BEGIN
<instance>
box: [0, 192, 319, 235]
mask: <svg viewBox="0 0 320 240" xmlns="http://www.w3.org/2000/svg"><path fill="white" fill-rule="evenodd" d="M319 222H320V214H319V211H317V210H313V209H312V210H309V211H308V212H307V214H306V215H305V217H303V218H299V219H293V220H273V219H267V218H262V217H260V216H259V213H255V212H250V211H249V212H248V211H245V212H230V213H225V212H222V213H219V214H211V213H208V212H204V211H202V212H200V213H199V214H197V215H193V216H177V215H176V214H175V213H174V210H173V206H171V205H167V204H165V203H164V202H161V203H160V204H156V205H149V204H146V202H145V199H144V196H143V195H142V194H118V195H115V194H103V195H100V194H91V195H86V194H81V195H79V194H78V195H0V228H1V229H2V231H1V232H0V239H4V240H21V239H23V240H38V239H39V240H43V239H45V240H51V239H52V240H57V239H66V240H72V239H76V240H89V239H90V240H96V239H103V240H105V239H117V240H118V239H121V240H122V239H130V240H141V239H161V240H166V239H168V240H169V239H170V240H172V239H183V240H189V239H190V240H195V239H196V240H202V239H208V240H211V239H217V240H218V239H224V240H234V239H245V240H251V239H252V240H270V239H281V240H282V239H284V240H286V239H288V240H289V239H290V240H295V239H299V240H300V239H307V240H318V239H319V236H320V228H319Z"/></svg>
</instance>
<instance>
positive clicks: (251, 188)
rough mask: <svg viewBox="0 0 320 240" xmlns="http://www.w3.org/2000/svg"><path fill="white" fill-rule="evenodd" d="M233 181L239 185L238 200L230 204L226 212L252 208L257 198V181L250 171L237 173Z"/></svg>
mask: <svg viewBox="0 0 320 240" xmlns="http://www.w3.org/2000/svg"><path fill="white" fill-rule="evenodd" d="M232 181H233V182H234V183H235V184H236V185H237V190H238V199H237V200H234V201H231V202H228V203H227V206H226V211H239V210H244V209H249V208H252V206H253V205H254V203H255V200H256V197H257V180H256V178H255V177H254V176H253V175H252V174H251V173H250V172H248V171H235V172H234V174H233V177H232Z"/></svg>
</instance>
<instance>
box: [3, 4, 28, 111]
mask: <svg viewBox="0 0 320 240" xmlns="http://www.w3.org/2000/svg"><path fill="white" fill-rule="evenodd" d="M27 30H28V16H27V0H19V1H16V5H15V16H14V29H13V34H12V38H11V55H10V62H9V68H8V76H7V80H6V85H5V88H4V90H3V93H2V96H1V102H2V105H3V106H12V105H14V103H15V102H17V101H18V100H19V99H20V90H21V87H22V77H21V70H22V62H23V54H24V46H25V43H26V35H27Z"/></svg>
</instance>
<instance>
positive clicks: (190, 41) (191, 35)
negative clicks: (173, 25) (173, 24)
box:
END
Collect every line in the rows above that contains the word "positive".

positive clicks: (251, 188)
positive clicks: (190, 41) (191, 35)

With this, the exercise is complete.